= TASK TO CARRY OUT =
The response must contain every line below in which "segment" appears.

= TASK INPUTS =

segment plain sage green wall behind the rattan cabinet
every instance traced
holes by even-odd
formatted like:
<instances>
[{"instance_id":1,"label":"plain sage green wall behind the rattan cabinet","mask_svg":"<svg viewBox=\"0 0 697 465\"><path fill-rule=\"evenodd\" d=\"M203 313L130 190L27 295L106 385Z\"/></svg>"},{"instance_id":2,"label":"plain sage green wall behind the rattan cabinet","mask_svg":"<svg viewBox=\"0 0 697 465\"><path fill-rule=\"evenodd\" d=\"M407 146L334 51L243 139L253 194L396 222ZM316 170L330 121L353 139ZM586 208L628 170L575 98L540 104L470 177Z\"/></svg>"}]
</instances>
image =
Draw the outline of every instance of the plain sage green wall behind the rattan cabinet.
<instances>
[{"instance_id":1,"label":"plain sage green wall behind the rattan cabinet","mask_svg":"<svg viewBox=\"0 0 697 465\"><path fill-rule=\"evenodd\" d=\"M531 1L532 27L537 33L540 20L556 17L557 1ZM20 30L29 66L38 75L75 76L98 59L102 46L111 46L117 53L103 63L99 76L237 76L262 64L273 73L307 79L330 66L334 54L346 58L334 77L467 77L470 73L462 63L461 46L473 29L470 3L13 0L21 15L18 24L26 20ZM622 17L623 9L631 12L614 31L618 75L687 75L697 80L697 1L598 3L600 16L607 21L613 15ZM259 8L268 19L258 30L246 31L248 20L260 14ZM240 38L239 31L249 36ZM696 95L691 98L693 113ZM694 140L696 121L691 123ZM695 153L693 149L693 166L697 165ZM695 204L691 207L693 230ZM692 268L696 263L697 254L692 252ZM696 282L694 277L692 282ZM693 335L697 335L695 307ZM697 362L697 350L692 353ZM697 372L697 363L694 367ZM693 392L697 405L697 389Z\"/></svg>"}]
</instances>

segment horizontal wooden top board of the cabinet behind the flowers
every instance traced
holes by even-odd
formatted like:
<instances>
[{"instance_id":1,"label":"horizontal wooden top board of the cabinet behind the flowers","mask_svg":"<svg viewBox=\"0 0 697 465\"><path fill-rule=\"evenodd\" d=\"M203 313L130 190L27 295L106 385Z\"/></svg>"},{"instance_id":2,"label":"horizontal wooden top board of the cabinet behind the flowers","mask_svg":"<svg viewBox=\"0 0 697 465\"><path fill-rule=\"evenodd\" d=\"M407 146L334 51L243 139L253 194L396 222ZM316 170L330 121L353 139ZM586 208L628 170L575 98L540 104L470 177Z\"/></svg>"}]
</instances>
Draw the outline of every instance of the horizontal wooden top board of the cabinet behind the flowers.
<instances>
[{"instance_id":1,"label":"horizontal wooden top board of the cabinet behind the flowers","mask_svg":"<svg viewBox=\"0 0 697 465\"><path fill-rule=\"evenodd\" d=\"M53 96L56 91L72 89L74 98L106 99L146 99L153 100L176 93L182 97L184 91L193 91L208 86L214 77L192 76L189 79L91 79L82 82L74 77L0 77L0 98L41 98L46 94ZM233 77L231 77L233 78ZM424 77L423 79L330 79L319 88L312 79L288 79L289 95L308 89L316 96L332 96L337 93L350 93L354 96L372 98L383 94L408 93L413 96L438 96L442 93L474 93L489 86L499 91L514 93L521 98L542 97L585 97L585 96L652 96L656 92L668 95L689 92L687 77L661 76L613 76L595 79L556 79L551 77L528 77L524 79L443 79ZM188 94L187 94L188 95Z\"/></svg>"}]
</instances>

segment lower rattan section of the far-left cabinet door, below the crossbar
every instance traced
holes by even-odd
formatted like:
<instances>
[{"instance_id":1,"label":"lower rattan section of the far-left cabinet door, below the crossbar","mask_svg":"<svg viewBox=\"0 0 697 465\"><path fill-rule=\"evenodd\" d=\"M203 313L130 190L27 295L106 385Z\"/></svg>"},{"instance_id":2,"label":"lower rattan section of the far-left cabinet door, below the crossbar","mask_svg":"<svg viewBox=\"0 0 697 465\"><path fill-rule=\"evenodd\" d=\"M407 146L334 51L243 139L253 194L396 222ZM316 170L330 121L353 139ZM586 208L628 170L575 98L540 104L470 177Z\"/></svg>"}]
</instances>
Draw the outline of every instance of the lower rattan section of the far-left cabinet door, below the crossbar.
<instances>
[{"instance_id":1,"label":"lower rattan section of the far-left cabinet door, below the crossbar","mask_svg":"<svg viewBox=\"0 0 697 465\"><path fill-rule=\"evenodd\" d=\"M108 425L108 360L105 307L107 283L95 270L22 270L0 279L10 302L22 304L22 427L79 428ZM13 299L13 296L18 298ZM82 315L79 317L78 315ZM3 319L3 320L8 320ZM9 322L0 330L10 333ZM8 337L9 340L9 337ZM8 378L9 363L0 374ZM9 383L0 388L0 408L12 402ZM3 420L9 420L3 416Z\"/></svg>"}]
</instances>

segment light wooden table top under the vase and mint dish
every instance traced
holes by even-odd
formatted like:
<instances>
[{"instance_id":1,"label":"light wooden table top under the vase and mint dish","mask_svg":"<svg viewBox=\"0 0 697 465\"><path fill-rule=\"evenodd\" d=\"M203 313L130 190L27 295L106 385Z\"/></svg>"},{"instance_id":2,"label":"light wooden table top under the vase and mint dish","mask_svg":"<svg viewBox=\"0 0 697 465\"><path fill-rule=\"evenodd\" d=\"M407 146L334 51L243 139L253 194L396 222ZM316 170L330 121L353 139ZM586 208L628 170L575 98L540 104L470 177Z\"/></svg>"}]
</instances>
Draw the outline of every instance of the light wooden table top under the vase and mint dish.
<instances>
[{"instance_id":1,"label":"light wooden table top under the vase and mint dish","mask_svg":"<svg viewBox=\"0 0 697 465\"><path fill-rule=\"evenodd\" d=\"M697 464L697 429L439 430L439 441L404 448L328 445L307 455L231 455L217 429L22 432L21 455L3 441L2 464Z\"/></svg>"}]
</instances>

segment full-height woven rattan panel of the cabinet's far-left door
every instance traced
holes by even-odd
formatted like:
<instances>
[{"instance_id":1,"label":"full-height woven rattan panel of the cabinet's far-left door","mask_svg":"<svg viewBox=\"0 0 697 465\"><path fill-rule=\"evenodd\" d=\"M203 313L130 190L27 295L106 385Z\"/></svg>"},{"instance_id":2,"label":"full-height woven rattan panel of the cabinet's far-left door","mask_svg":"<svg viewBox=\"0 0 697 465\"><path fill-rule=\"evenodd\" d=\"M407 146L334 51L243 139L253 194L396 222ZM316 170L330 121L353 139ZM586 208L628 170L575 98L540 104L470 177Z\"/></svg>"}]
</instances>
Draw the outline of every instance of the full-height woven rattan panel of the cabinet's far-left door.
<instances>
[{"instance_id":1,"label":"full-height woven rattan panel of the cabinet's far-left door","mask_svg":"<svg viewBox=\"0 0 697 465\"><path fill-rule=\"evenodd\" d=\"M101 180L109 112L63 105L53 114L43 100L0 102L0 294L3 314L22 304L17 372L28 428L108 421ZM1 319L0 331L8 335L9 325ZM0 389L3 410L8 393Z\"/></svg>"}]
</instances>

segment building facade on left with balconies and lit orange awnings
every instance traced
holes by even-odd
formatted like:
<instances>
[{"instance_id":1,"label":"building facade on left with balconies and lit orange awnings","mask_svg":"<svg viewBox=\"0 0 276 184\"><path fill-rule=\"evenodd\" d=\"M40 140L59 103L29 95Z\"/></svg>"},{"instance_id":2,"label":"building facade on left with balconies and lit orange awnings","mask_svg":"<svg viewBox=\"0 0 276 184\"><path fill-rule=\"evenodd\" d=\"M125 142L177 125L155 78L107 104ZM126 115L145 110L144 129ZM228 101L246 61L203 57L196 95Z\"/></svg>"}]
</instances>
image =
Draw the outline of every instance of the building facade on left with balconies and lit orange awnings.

= TASK SOLUTION =
segment plain sage green wall behind the rattan cabinet
segment horizontal wooden top board of the cabinet behind the flowers
segment lower rattan section of the far-left cabinet door, below the crossbar
segment light wooden table top under the vase and mint dish
segment full-height woven rattan panel of the cabinet's far-left door
segment building facade on left with balconies and lit orange awnings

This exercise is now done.